::: 所给文章
Elasticsearch教程(32) ES 聚合查询后过滤 Distinct Group By Having功能

一、之前写的关于ES聚合的博客

Elasticsearch教程(3) ES聚合查询DSL

Elasticsearch教程(4) High Level REST Client API 查询 聚合 分组

Elasticsearch教程(5) 指标聚合 SQL DSL JavaAPI

Elasticsearch教程(6) 桶聚合Query DSL-Terms Aggregation

Elasticsearch教程(10) ES term terms prefix 搜索 聚合查询 详细总结

Elasticsearch教程(11) elasticsearch 桶聚合 Query DSL

二、测试数据

PUT /pigg/_doc/1
{
  "name": "老亚瑟",
  "age": 30,
  "sex": "男",
  "group": "日落圣殿",
  "tag":["战士", "坦克"],
  "date": "2019-12-26",
  "friend": "安琪拉"
}

PUT /pigg/_doc/2
{
  "name": "安琪拉",
  "age": 16,
  "sex": "女",
  "group": "日落圣殿",
  "tag":["法师"],
  "date": "2019-01-01",
  "friend": ""
}

PUT /pigg/_doc/3
{
  "name": "凯",
  "age": 28,
  "sex": "男",
  "group": "长城守*",
  "tag":["战士"],
  "date": "2020-01-01"
}

PUT /pigg/_doc/4
{
  "name": "盾山",
  "age": 38,
  "sex": "男",
  "group": "长城守*",
  "tag":["辅助", "坦克"],
  "date": "2020-02-02"
}

PUT /pigg/_doc/5
{
  "name": "百里守约",
  "age": 18,
  "sex": "男",
  "group": "长城守*",
  "tag":["射手"],
  "date": "2020-03-03"
::::::
::: 提供的数据
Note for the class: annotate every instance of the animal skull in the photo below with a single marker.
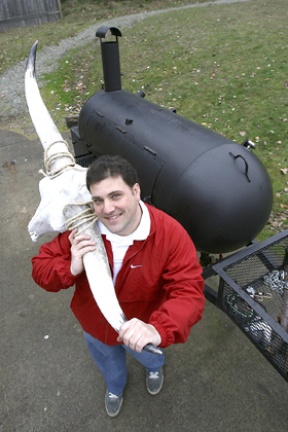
(63, 196)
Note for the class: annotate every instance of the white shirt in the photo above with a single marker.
(120, 244)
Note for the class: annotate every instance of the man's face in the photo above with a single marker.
(117, 205)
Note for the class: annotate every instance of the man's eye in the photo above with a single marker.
(116, 196)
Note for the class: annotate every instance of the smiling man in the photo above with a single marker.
(155, 270)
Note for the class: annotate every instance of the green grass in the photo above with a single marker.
(221, 66)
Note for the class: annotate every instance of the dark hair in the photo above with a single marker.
(111, 166)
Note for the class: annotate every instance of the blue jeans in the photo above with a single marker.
(111, 361)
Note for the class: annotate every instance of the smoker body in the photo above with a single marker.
(217, 189)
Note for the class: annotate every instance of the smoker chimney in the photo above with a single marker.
(110, 58)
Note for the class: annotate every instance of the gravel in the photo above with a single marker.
(12, 96)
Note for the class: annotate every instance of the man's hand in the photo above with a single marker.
(136, 334)
(80, 244)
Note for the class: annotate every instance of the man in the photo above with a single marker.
(156, 273)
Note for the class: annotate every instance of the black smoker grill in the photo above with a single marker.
(251, 287)
(217, 189)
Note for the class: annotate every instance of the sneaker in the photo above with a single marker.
(154, 381)
(113, 403)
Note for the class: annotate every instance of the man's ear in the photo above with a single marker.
(137, 190)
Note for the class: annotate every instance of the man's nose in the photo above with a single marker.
(108, 206)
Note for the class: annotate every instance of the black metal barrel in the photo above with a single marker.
(217, 189)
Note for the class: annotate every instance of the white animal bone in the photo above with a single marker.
(63, 192)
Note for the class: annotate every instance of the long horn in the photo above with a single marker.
(61, 189)
(50, 137)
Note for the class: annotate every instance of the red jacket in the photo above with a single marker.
(167, 290)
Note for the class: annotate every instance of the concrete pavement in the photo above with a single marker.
(216, 382)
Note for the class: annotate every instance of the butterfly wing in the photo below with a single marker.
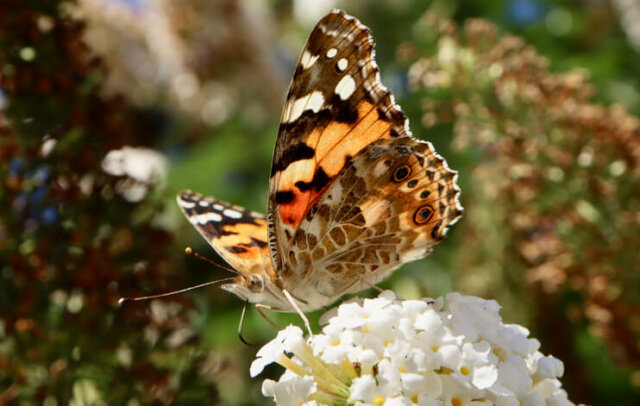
::::::
● 要做的事:
[1] 用两句话概括这篇ES聚合过滤教程。
[2] 接着这篇ES聚合过滤教程停下的地方往下写。
这些数据来自别的地方。

● 结果:
[1] 这篇教程讲的是Elasticsearch聚合查询后怎么过滤，对应Distinct、Group By和Having这些功能，开头先列出了之前写的几篇ES聚合博客。接着它给出测试数据，用PUT命令往pigg索引里写入多条文档，字段有name、age、sex、group、tag、date等。

[2]
}

PUT /pigg/_doc/6
{
  "name": "李元芳",
  "age": 15,
  "sex": "男",
  "group": "长安",
  "tag":["刺客"],
  "date": "2020-03-23"
}

PUT /pigg/_doc/7
{
  "name": "陈咬金",
  "age": 40,
  "sex": "男",
  "group": "长安",
  "tag":["战士", "坦克"]
}

三、分组聚合

  • select count(1) from table group by…
GET /pigg/_search
{
   "size": 0, 
   "aggs": {
     "count_of_group": {
       "terms": {
         "field": "group.keyword"
       }
     }
   }
}

返回如下:

  "aggregations" : {
    "count_of_group" : {
      "doc_count_error_upper_bound" : 0,
      "sum_other_doc_count" : 0,
      "buckets" : [
        {
          "key" : "长城守*",
          "doc_count" : 3
        },
        {
          "key" : "日落圣殿",
          "doc_count" : 2
        },
        {
          "key" : "长安",
          "doc_count" : 2
        }
      ]
    }
  }

四、先过滤,后聚合

  • select count(1) from table where … group by…

先过滤查询数据的范围,然后再聚合,hits是过滤后的数据

GET /pigg/_search
{
   "size": 10, 
   "query": {
     "bool": {
       "filter": [
         {
           "term": {
             "sex.keyword": "男"
           }
         }
       ]
     }
   }, 
   "aggs": {
     "count_of_group": {
       "terms": {
         "field": "group.keyword"
       }
     }
   }
}

五、先filter聚合,再内嵌terms聚合

这个聚合结果和上面一样,不同的是这个hits里面是filter之前的全部数据

GET /pigg/_search
{
  "size": 10, 
  "aggs": {
    "group_of_man": {
      "filter": {
        "term": {
          "sex.keyword": "男"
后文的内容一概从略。